Excerpt
-- Opening Marker --

Due to the nature of the pandemic, collaboration during the songwriting process wasn’t much of an option. Instead, each musician wrote their own songs before bringing them into the group. This was second nature for Roberts, who described himself as coming from a “lone wolf jazz background.” Deitch, meanwhile, already had a cache of songs that he tailored to the particular talents of BTTRFLY Quintet.

“And so I think I wrote five or six or seven songs for the band and then they were like, ‘Oh whoa, hold up. We got some songs too.’ And I was like, ‘Great.’ I like to be a catalyst for that,” Deitch said. “Because everybody likes to overthink writing a lot and they’d rather just play covers, [because] it’s easier. Because writing is ‘what if it’s not good?’ It’s not about good. You just write to people’s strengths and you make it good.”

When they did finally come together, they made it good. The result is Coast, the group’s full-length debut featuring ten tracks, with at least one attributed to each member in addition to an uptempo cover of Little Dragon‘s “Scribbled Paper” (Roberts’ idea).

-- Closing Marker --

Recorded information
-- Opening Marker --

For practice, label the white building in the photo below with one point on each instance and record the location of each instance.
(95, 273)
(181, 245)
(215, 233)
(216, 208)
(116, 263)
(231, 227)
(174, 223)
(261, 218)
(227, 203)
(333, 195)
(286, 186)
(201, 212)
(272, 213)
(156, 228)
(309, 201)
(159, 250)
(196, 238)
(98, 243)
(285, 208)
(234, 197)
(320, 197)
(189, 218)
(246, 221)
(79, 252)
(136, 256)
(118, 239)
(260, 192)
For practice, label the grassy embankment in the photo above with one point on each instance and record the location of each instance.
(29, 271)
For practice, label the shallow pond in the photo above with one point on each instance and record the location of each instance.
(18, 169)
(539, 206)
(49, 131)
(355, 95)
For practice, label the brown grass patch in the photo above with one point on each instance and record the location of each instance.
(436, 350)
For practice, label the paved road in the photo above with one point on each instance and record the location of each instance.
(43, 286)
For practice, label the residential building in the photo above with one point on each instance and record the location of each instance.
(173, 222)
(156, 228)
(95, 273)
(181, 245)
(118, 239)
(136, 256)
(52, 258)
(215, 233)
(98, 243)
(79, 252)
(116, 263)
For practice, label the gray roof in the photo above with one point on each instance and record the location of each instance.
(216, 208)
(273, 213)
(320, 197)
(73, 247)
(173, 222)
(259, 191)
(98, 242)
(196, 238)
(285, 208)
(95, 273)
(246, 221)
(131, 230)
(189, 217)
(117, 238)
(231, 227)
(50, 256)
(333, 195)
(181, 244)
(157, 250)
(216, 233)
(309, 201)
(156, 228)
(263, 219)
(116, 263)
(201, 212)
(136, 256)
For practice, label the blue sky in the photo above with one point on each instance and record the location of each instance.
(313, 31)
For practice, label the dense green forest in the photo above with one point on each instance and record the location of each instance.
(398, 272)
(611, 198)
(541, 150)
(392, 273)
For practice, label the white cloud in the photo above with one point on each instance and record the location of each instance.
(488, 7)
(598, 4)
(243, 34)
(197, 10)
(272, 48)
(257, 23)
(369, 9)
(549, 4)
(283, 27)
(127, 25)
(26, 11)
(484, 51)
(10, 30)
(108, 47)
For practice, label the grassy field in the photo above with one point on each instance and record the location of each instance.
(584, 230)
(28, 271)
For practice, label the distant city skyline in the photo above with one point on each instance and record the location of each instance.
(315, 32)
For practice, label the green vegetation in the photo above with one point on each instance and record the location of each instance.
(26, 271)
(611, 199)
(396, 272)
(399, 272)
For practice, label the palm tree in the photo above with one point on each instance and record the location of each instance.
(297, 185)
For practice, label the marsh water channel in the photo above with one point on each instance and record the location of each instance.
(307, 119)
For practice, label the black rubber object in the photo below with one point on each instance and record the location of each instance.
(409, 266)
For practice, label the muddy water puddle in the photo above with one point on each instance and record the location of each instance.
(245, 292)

-- Closing Marker --

What this exercise asks
1 > Print the passage about BTTRFLY Quintet's songwriting between "Due to the nature" and "of BTTRFLY Quintet.", inclusive.
2 > Carry the passage about BTTRFLY Quintet's songwriting forward past its final sentence.
The records have no connection to the passage about BTTRFLY Quintet's songwriting.

Results in order
1 >
Due to the nature of the pandemic, collaboration during the songwriting process wasn’t much of an option. Instead, each musician wrote their own songs before bringing them into the group. This was second nature for Roberts, who described himself as coming from a “lone wolf jazz background.” Deitch, meanwhile, already had a cache of songs that he tailored to the particular talents of BTTRFLY Quintet.

2 >
“It was interesting to see what people came up with because it all aligned really well into a whole band format, where it sounded pretty cohesive throughout but each tune had our own style that we liked and checked out,” Roberts said. “But we wrote them all on our own, not as a band working it out in the basement.”

BTTRFLY

While the caterpillar’s job is to eat, the butterfly’s job is to lay eggs. The adult butterfly—the final form of a caterpillar—will fly around laying hundreds of eggs on plants that will then grow and perpetuate the life cycle again and again.

As the veils of COVID lockdowns lifted, so too was BTTRFLY Quintet permitted to spread its wings and leave the cocoon of socially distant concerts and even Denver itself. Gigs have followed at Spirit of the Suwannee Music Park for Brainquility Music Festival and Meow Wolf, with a Coast album release show set for November 4th at Ophelia’s in Denver.

Looking to the future, the BTTRFLY Quintet plans to lay its proverbial eggs at jazz clubs around the country as well as in the studio again (per Roberts). The project has always been about taking people out of their normal environment, and that goes for fans as much as it does musicians.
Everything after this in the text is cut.